[Task brief]: Each line from the line holding "Pick out every instance of the anchored" through the last line should be written out exactly, with nothing else and no images.

--- start Data entries ---

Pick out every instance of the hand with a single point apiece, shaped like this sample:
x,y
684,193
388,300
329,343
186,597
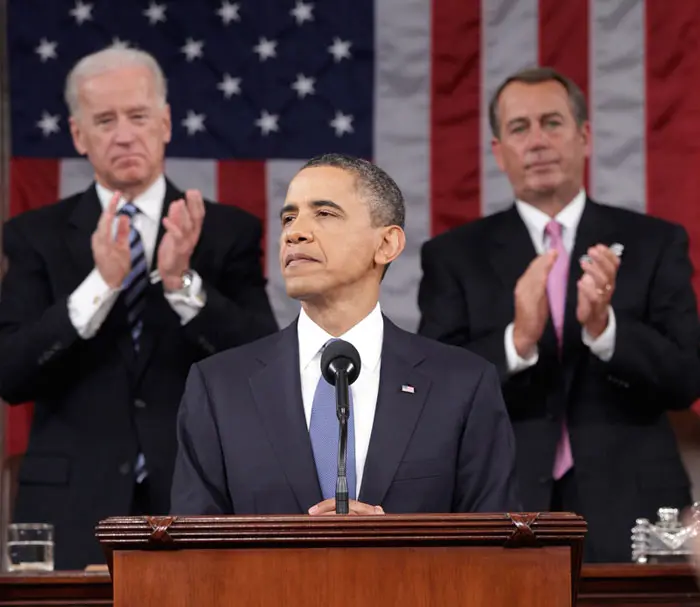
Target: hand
x,y
357,508
596,288
183,226
112,254
531,305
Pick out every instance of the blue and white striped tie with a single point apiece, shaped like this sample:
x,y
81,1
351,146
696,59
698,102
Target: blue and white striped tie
x,y
134,285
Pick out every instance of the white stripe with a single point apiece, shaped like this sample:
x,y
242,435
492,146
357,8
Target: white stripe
x,y
509,42
76,174
617,91
279,174
402,138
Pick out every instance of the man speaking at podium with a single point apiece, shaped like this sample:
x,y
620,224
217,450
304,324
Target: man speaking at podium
x,y
257,427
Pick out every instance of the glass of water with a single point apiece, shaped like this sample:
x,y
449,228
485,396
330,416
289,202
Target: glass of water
x,y
30,547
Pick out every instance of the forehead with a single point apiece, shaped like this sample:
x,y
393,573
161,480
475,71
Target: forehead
x,y
134,84
520,100
322,183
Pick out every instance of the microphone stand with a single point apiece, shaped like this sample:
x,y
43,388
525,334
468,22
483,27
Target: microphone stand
x,y
343,411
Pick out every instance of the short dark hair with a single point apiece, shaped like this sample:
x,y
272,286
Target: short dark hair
x,y
386,205
536,75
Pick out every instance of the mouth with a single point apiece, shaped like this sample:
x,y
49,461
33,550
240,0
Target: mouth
x,y
298,259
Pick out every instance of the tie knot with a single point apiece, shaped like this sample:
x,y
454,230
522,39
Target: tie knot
x,y
553,230
129,209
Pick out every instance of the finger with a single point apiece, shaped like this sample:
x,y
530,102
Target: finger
x,y
195,204
324,507
362,509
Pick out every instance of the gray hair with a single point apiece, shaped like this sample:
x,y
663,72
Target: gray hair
x,y
386,205
536,75
112,58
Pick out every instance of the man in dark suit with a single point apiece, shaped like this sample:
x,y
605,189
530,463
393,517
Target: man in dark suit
x,y
110,296
592,351
257,427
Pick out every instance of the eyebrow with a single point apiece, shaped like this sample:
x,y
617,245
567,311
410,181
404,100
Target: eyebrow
x,y
316,204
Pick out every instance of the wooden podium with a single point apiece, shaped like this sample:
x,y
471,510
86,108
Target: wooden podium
x,y
443,560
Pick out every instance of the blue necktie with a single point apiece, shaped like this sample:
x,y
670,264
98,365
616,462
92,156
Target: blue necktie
x,y
324,430
134,285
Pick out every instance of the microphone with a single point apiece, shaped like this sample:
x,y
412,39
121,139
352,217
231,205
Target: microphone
x,y
340,366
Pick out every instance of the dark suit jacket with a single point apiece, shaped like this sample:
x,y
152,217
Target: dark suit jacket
x,y
96,405
626,459
244,446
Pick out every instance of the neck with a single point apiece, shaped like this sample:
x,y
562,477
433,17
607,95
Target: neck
x,y
339,316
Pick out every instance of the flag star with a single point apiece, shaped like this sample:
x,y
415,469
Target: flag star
x,y
229,86
48,123
304,86
266,49
194,122
155,13
342,123
267,122
302,12
117,43
340,49
193,49
229,12
81,12
46,50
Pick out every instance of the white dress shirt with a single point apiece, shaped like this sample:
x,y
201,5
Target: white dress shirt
x,y
90,304
535,222
367,336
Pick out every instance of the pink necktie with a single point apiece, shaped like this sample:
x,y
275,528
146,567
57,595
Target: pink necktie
x,y
556,292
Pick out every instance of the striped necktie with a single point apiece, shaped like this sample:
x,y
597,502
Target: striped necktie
x,y
134,285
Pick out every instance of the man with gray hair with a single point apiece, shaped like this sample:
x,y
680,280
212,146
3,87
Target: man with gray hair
x,y
111,295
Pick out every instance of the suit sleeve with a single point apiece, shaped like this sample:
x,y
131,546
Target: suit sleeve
x,y
199,480
444,313
661,357
486,480
237,310
38,342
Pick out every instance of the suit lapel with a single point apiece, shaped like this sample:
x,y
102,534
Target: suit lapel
x,y
396,414
277,393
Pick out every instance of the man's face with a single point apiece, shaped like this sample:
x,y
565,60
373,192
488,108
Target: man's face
x,y
123,127
541,148
328,245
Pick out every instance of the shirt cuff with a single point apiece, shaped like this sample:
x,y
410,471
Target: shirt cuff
x,y
515,362
90,303
604,345
188,302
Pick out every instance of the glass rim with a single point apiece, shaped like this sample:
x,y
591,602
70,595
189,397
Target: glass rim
x,y
31,526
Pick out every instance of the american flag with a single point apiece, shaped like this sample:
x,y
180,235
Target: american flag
x,y
257,86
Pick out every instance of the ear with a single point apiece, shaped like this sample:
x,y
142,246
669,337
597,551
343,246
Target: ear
x,y
77,135
391,245
167,124
497,151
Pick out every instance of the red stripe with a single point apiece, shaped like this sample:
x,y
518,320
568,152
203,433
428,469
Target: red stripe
x,y
243,183
455,162
563,42
33,184
673,117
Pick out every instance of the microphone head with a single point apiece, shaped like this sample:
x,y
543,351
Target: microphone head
x,y
339,356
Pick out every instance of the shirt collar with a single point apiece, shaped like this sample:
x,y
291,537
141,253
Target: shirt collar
x,y
367,336
568,217
150,202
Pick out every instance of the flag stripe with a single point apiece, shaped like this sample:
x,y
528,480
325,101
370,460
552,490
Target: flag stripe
x,y
401,138
509,31
455,116
616,102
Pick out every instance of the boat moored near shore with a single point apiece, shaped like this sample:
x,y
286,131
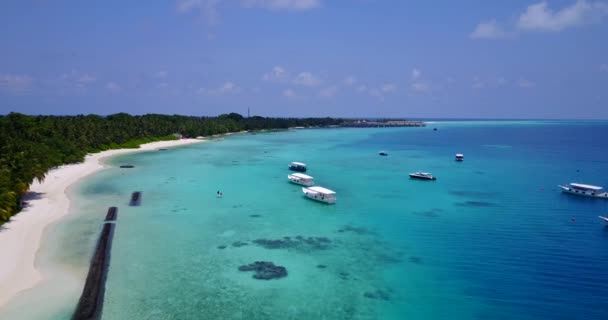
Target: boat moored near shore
x,y
297,166
301,179
320,194
422,176
585,190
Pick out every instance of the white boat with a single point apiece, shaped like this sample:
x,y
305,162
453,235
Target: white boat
x,y
297,166
586,190
301,179
422,176
320,194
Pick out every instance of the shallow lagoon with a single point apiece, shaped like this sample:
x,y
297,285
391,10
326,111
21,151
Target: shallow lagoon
x,y
492,238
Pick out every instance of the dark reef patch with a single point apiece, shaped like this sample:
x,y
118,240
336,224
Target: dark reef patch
x,y
378,295
472,194
355,230
239,244
432,213
476,204
298,243
344,275
265,270
415,259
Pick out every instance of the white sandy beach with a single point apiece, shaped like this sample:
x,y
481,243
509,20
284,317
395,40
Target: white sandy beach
x,y
20,238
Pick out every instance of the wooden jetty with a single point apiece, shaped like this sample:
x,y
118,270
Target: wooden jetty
x,y
382,124
90,304
135,198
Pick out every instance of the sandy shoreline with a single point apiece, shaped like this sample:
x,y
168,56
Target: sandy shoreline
x,y
21,237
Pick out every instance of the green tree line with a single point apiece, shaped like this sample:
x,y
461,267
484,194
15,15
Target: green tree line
x,y
32,145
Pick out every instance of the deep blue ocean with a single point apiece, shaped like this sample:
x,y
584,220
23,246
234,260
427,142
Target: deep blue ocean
x,y
491,238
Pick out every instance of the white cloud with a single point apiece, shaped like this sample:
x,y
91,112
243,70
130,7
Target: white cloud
x,y
539,17
210,12
416,74
278,74
488,30
161,74
295,5
227,88
421,87
478,83
113,86
417,83
526,84
288,93
350,80
388,87
15,82
328,92
76,79
207,8
307,79
86,79
488,82
375,92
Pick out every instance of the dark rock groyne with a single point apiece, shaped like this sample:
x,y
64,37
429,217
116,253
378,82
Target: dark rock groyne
x,y
112,213
90,304
135,198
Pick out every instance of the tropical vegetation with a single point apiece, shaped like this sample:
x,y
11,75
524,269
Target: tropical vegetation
x,y
32,145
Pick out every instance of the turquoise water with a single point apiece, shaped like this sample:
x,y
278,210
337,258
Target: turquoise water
x,y
492,238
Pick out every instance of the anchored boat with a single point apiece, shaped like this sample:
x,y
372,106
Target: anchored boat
x,y
422,176
301,179
586,190
320,194
297,166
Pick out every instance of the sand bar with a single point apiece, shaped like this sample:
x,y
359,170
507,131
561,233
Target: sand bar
x,y
21,237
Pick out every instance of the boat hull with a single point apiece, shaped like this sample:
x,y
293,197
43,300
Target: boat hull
x,y
422,178
590,194
302,183
318,197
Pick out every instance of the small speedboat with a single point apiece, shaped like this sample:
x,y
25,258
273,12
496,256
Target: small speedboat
x,y
301,179
297,166
320,194
586,190
422,176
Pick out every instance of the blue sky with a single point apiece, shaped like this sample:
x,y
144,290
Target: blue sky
x,y
377,58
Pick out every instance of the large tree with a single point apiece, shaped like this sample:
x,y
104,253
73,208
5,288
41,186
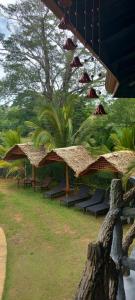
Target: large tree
x,y
33,56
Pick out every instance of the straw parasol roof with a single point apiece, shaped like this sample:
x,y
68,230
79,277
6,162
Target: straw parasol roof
x,y
116,162
76,157
28,151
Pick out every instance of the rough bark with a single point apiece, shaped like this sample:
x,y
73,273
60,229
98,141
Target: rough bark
x,y
128,240
129,196
100,276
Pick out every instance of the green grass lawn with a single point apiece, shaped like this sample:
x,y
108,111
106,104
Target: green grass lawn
x,y
47,244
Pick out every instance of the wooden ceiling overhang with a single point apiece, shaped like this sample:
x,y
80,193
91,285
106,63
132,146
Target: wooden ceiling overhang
x,y
117,38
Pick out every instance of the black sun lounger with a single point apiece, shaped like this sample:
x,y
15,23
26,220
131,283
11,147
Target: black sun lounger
x,y
97,198
56,191
71,199
99,209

--- end Data entries ---

[Solution to this exercise]:
Pick out every instance of the anchored boat with a single point apiece, shaped like this sample:
x,y
372,106
Target: anchored boat
x,y
422,176
301,179
586,190
320,194
297,166
Pick out every instance of the sand bar with a single point apiece, shaped like this sample:
x,y
359,170
507,131
561,233
Target: sand bar
x,y
21,237
Pick out every instance of the boat hull with a single point apiece, shaped like this sample:
x,y
293,197
43,300
Target: boat hull
x,y
422,178
590,194
302,183
318,197
Pick out every instance of the small speedboat with a single point apiece, shaped like this sample:
x,y
25,258
273,12
496,256
Target: small speedboat
x,y
301,179
297,166
320,194
586,190
422,176
Pick out every instance of the blue sky with a single point apiece, shaped like this sample:
x,y
144,290
Target: blue sky
x,y
377,58
Pick out every instance of the large tree with a single point apiece, shaped like this sample:
x,y
104,253
73,208
5,288
41,186
Target: large tree
x,y
33,56
Pick out every instance of the straw parasol roof with a single point apiece, shaped like this sample:
x,y
68,230
79,277
6,162
Target: straw parasol roof
x,y
116,162
76,157
28,151
Pick out every instance of the rough bark with a single point apiece, shaped like this sample:
x,y
73,273
60,229
98,141
Target: rough bark
x,y
128,240
129,196
100,276
Pick out every instance of the green grass lawn with a single point apiece, shaped like this sample:
x,y
108,111
106,104
Target: green grass lawn
x,y
47,244
Pick out every instance of the wooden ceiling overhang with a single point apiece, shaped like this sample:
x,y
80,193
91,285
106,63
132,146
Target: wooden ceiling overhang
x,y
117,38
Pick out every instance of the black sun lounger with a single point apiece, shaped like this sample:
x,y
15,23
26,220
131,283
11,147
Target: black sun lounger
x,y
97,198
56,191
71,199
99,209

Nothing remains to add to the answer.